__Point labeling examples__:
=====
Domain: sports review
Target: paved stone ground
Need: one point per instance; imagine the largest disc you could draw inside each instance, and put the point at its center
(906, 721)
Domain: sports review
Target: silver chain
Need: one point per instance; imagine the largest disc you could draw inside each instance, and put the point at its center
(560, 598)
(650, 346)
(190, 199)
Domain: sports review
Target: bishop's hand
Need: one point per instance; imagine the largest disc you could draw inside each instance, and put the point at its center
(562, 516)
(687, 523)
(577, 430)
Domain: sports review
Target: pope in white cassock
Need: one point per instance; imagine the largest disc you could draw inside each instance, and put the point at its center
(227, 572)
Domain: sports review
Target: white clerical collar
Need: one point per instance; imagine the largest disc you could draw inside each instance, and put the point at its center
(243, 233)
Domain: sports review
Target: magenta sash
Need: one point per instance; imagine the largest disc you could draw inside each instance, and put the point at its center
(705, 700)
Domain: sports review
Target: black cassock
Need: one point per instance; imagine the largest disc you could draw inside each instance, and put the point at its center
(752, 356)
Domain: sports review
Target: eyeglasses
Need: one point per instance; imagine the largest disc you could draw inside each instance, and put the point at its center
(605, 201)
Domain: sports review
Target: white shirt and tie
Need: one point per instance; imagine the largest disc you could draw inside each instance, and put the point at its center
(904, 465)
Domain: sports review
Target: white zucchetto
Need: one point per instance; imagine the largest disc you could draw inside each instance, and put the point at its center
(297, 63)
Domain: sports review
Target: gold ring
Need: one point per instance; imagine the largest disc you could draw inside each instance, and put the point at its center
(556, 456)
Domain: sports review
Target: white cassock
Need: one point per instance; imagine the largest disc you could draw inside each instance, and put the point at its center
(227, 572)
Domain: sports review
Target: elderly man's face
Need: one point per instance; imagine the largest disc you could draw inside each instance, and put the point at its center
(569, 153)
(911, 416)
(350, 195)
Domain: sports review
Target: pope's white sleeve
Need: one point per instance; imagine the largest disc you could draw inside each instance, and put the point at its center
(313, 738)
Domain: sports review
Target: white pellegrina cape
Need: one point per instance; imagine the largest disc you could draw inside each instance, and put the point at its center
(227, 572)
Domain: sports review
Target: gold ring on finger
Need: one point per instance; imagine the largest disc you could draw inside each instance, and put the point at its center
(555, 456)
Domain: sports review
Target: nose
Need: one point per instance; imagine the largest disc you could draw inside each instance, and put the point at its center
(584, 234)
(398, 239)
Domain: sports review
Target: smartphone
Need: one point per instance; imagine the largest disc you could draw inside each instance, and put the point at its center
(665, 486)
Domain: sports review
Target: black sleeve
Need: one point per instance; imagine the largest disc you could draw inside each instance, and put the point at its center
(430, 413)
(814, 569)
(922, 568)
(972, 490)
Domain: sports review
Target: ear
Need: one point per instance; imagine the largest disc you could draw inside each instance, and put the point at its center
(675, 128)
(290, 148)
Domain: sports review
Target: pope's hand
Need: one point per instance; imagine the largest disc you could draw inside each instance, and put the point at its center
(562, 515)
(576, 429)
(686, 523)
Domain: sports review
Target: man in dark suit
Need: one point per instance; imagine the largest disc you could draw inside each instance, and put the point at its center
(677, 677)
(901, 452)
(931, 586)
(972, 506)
=====
__To be done__: Retype the records that precede this task, keeping them exactly the same.

__Result of the task__:
Domain: sports review
Target: paved stone ground
Need: one point per instance; imagine the largest disc you could draw inside each instance, and put the point at its center
(906, 721)
Domain: sports review
Target: silver chain
Need: one point per instance; imagine the largest disc you could draw inside each instance, and put the point at its center
(560, 598)
(650, 346)
(190, 199)
Domain: sports review
Target: bishop's hand
Need: one point per instance; imagine the largest disc you could draw inside each instance, and put the point at its center
(562, 516)
(687, 523)
(577, 430)
Domain: sports review
Target: pope in white cassock
Need: one point per instance; imagine the largest disc you could draw inside each instance, and put the point at its center
(227, 572)
Domain: sports review
Target: white clerical collar
Need: one point per instance; imagine the largest disc you could draw inside each instance, and put the point at its center
(243, 233)
Domain: sports review
Target: magenta sash
Need: one point per instance; imagine the largest disc you could draw inside each instance, and put the point at its center
(705, 700)
Domain: sports review
Target: black cassock
Need: one point per instance; imagine the largest disc you could draw inside each instance, and put the point at its center
(752, 356)
Domain: sports review
Target: eyeglasses
Need: one point per instance; imagine the largest disc you could draw inside each instance, and put the point at its center
(605, 201)
Domain: sports review
Target: white shirt and tie
Need: one point per instance; imagine the largest disc you could draw inside each instance, and put the point at its center
(904, 465)
Domain: sports review
Target: white zucchetto
Need: one point per instance; imagine the largest disc you could draw inside each instance, and put the point at its center
(297, 63)
Domain: sports review
Target: gold ring
Need: one point per instance; imagine the largest disc you could draw inside each instance, and put the point at its center
(556, 456)
Domain: sports review
Target: white cassock
Need: one point per instance; imagine the largest disc you could draw inside each instance, and put the point at its center
(227, 572)
Domain: sports review
Target: elderly man's face
Need: one point per instance; imagine the largest disc you could draw inside each instance, and put the point at its center
(569, 153)
(911, 416)
(350, 195)
Domain: sports review
Target: pope's white sleeve
Need: one point per instance; imagine the largest disc you could draw inside each instance, and put the point at its center
(313, 738)
Domain: sports review
Target: white pellegrina cape
Need: one point per instance; imagine the largest disc you could draw inside each instance, and put the point at its center
(227, 572)
Domain: sports review
Target: gold ring on finger
Need: one point per instance; imagine the largest disc you could draw inside each instance, and put the point at its center
(555, 456)
Domain: sports review
Target: nose
Need: one point per instance; imagine the largest disc you could draw inside each instance, and put the point at its center
(584, 234)
(398, 239)
Domain: sports review
Target: smartphone
Need: one point per instance; imagine the largest disc you could draw inside each instance, and put the point at its center
(665, 486)
Domain: sports review
Target: black sleeve
Need: one point per instance; imagine the largest disc you could draw inside each instance, and put the point at its center
(430, 413)
(814, 569)
(922, 568)
(972, 490)
Domain: sports review
Target: ear
Need: one point per instance; imagine the largest disc you could draw inside each instance, and put the point at its center
(675, 128)
(290, 148)
Domain: sports review
Target: pope's hand
Need: one point per instance; imagine the largest disc you could draw inside each instance, and put the point at its center
(562, 515)
(576, 429)
(686, 523)
Domain: sports review
Target: man in dark suit
Need: one point per instance; imagine the largest disc you could draw inside each instance, and put the point at its center
(677, 677)
(901, 452)
(931, 586)
(972, 506)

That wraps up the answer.